## Stated task A
Reproduce word for word the part of the subadvisory agreement from "In the event" up to and including "successor subadviser.".
## Stated task B
Pick up the subadvisory agreement from the point where it stops, and keep writing.

## Source document
________
In the event that this Agreement is terminated,
Subadviser agrees to cooperate with Adviser and any successor subadviser to
Subadviser and provide such information that is reasonably related to existing
investments by the Fund in order to ensure continuous, high quality services
are provided to the Fund; provided, however, that it is understood that
Subadviser shall not be responsible for any act or omission of Adviser or any
successor subadviser.
6. Nonliability
of Subadviser
Notwithstanding any other provisions of this Agreement,
in the absence of willful misfeasance, bad faith or gross negligence on the
part of Subadviser, Subadviser, including its officers, partners, employees or
agents, shall not be subject to any liability to Adviser or the Fund, or to any
investor, member, officer, director, partner or manager thereof, for any act or
omission in the course of, or connected with, rendering services hereunder.
7. Certain
Information
Subadviser shall promptly notify Adviser in writing of
the occurrence of any of the following events: (a) Subadviser shall fail to be
registered as an investment adviser under the Advisers Act and under the laws
of any jurisdiction in which Subadviser is required to be registered as an
investment adviser in order to perform its obligations under this Agreement or
any other agreement concerning the provision of investment advisory services to
the Fund; (b) Subadviser shall fail to be registered as a commodity trading
advisor under the Commodity Exchange Act and under the laws of any jurisdiction
in which Subadviser is required to be registered as a commodity trading advisor
in order to perform its obligations under this Agreement or any other agreement
concerning the provision of investment advisory services to the Fund; (c)
________
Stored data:
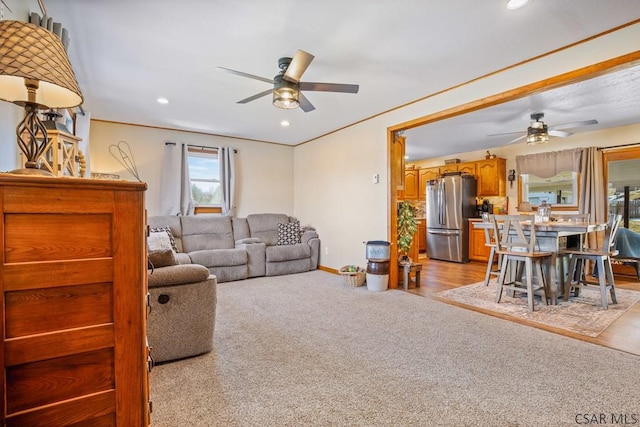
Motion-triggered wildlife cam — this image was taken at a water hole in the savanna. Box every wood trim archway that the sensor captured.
[387,50,640,288]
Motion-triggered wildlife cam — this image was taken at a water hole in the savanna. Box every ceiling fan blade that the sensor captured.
[237,89,273,104]
[298,92,316,113]
[300,82,360,93]
[507,135,527,145]
[282,49,315,83]
[487,131,526,136]
[549,119,598,130]
[216,67,273,84]
[549,130,573,138]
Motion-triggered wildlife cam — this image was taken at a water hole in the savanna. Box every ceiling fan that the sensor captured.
[216,50,359,113]
[489,113,598,145]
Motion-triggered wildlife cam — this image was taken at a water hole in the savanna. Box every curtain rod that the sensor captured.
[164,141,238,153]
[598,142,640,151]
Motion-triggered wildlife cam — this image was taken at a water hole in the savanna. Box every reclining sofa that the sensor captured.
[148,213,320,283]
[147,214,320,362]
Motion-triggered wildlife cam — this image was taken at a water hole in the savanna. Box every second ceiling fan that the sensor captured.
[216,50,359,113]
[489,113,598,144]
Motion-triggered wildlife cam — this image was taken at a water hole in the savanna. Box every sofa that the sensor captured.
[147,264,217,363]
[148,213,320,283]
[147,213,320,362]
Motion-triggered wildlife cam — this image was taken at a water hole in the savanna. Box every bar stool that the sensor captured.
[483,215,502,286]
[564,215,622,309]
[493,215,554,311]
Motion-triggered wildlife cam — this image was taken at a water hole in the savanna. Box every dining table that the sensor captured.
[473,220,607,304]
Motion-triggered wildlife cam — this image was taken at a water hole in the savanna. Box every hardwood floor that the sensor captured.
[408,257,640,355]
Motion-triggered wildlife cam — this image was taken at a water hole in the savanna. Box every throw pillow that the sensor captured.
[276,221,300,246]
[149,225,180,253]
[147,231,178,268]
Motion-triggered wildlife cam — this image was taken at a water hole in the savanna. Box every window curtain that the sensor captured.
________
## Exercise answer A
In the event that this Agreement is terminated,
Subadviser agrees to cooperate with Adviser and any successor subadviser to
Subadviser and provide such information that is reasonably related to existing
investments by the Fund in order to ensure continuous, high quality services
are provided to the Fund; provided, however, that it is understood that
Subadviser shall not be responsible for any act or omission of Adviser or any
successor subadviser.

## Exercise answer B
Subadviser shall have been served or otherwise have notice of any action, suit,
proceeding, inquiry or investigation, at law or in equity, before or by any
court, public board or body, involving the affairs of the Fund; (d) a change in
control of Subadviser or any parent of Subadviser is proposed, pending,
contemplated or shall have occurred (provided that the requirement to provide
prompt notice of events identified in this clause (d) shall not require
Subadviser to disclose any confidential information or unannounced plans, and
provided further that Subadviser shall in any event provide notice of events
identified in this clause (d) by the earlier of (i) the time Subadviser or any
parent of it executes definitive documentation with respect to such an event
(unless such definitive documentation specifically prohibits Subadviser from
disclosing the agreement at such time) and (ii) the time public announcement of
such an event is made); (e) there is a material adverse change in the business
or financial condition of Subadviser (provided that Subadviser shall not be
liable for damages to the extent due to Subadviser’s failure to provide notice
of such a material adverse change); or (f) any event the occurrence of which
may permit the Adviser immediately to terminate this Agreement pursuant to
Section 5(a).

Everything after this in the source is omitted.